→ **Requirements**
Continue the text comparing polyurethane, rubber and nylon wheels, starting right after its last sentence.

───── Quoted text ─────

Stricter Noise Compliance: EU standard EN 13059 mandates industrial vehicle operator position noise ≤80 dB(A), and domestic smart factories are tightening noise requirements in human-robot collaboration zones. Polyurethane's natural vibration-damping properties make it the preferred base material for low-noise solutions.
A typical selection mistake case: An automotive OEM's logistics department, seeking cost reduction, replaced polyurethane with nylon wheels in an AGV caster upgrade project. Within six months, the nylon wheels caused epoxy floor scratches exceeding 200 m², with repair costs over ¥40,000 — far exceeding the initial wheel cost savings. This is not an isolated incident. Based on HANKE's technical team tracking of nearly 100 customer projects, the indirect losses from incorrect roller material selection (floor repair, downtime, noise complaints) are 5–10 times the cost of the rollers themselves.
The following table compares 10 physical performance indicators across the three materials, based on standardized testing methods (DIN 53516, GB/T 528, etc.):
Property | Polyurethane (PU) | Rubber | Nylon (PA) |
Hardness Range | Shore A 60–98 | Shore A 40–90 | Shore D 70–85 |
Tensile Strength | 30–50 MPa | 10–25 MPa | 60–80 MPa |
Tear Strength | 80–120 kN/m | 20–50 kN/m | High but |
Abrasion Resistance | 30–50 mm³ | 120–200 mm³ | 60–100 mm³ |
Rebound Resilience | 30–50% | 40–60% | <10% |
Density (g/cm³) | 1.15–1.25 | 1.10–1.40 | 1.13–1.15 |
Operating Temp. Range | -30°C to +80°C | -20°C to +70°C | -40°C to +100°C |
Oil/Solvent Resistance | ★★★★★ | ★★☆☆☆ | ★★★★☆ |
Hydrolysis Resistance | ★★★☆☆ | ★★★★☆ | ★★★★★ |
Rolling Resistance | Low | Medium | Low |
Property | Polyurethane (PU) | Rubber | Nylon (PA) |
AGV/AMR Drive Wheels | ★★★★★ | ★★☆☆☆ | ★★★☆☆ |
Floor Protection | ★★★★★ | ★★★★☆ | ★☆☆☆☆ |
Noise Control | ★★★★★ | ★★★★☆ | ★☆☆☆☆ |
High Load | ★★★★★ | ★★☆☆☆ | ★★★★★ |
Humid Environments | ★★★☆☆ | ★★★★☆ | ★★★★★ |
Cleanroom/Dust-Free | ★★★★☆ | ★☆☆☆☆ | ★★★☆☆ |
Outdoor/UV Exposure | ★★★☆☆ | ★★☆☆☆ | ★★★★☆ |
Cost Dimension | Polyurethane (PU) | Rubber | Nylon (PA) |
Unit Procurement Cost | 100 (baseline) | 60–80 | 120–150 |
Normal Service Life | 18–36 months | 6–12 months | 12–24 months |
Floor Maintenance | Very low | Medium (black marks) | Very high (scratch repair) |
Replacement Frequency | Once per 2–3 years | Once per year | Once per 1–2 years |
5-Year TCO | ★★★☆☆ Moderate | ★★★★★ Lowest | ★★☆☆☆ Highest |
Process Dimension | Polyurethane (PU) | Rubber | Nylon (PA) |
Hardness Custom Range | Shore A 60–98 | Shore A 40–90 | Shore D 70–85 |
Color Customizability | ★★★★★ | ★★☆☆☆ | ★★★★☆ |
Metal Hub Bonding | ★★★★★ | ★★★☆☆ | ★★☆☆☆ |
Small-Batch Custom | ★★★★★ | ★☆☆☆☆ | ★★★★☆ |
Surface Texture Control | Smooth / orange peel / granular | Mold texture only | Mostly smooth |
Formula System Diversity | Ester / Ether / NDI / MDI | NR / SBR / NBR / EPDM | PA6 / PA66 / PA12 |
DIN 53516 is the internationally recognized abrasion testing standard for rubber and elastomers. The test method involves subjecting a specimen to a rotating abrasive cloth drum under specified contact pressure and travel distance, measuring volumetric loss in mm³. Lower values indicate better abrasion resistance.

───── Supplied data ─────

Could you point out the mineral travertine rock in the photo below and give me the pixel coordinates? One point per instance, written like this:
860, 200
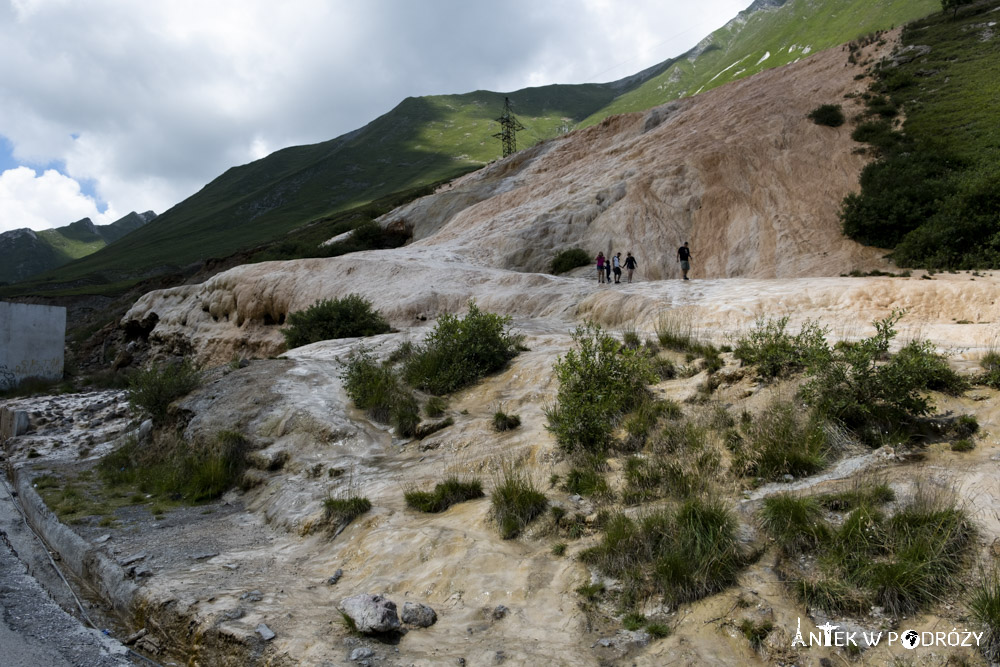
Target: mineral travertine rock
371, 613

─────

→ **Result**
Typical data: Polyurethane specimens typically show DIN abrasion values between 30–50 mm³, while rubber specimens typically range from 120–200 mm³. This means that under equivalent operating conditions, polyurethane wheel service life can reach 3–5 times that of rubber wheels. Notably, polyurethane abrasion resistance does not have a linear relationship with hardness. Taking HANKE's Eamflex 93A compound as an example — through optimized polyol-to-isocyanate ratio control, it maintains a DIN abrasion value below 40 mm³ at 93 Shore A hardness, achieving the unification of high load capacity and high wear resistance. This data is verified on a per-batch basis on HANKE's CHOTEST coordinate measuring platform.
Compression set (GB/T 7759 / ISO 815) measures a material's ability to recover its original shape after prolonged compression — directly relevant to whether AGV wheels develop "flat spots" during extended parking. Polyurethane's compression set typically ranges from 15–25% (70°C × 24h), outperforming rubber's 25–40%. In HANKE's Eamflex 93A compound design, the introduction of heat-resistant isocyanate components keeps compression set below 18% — meaning that after an AGV sits idle for a 48-hour weekend, the wheels recover full roundness within only a few rotations on startup, requiring no additional "warm-up" time. Nylon, while exhibiting almost no compression set (<2%), pays the price in lost elasticity — impact energy from traversing floor joints or uneven surfaces transmits directly to the vehicle body and cargo, increasing cargo damage risk.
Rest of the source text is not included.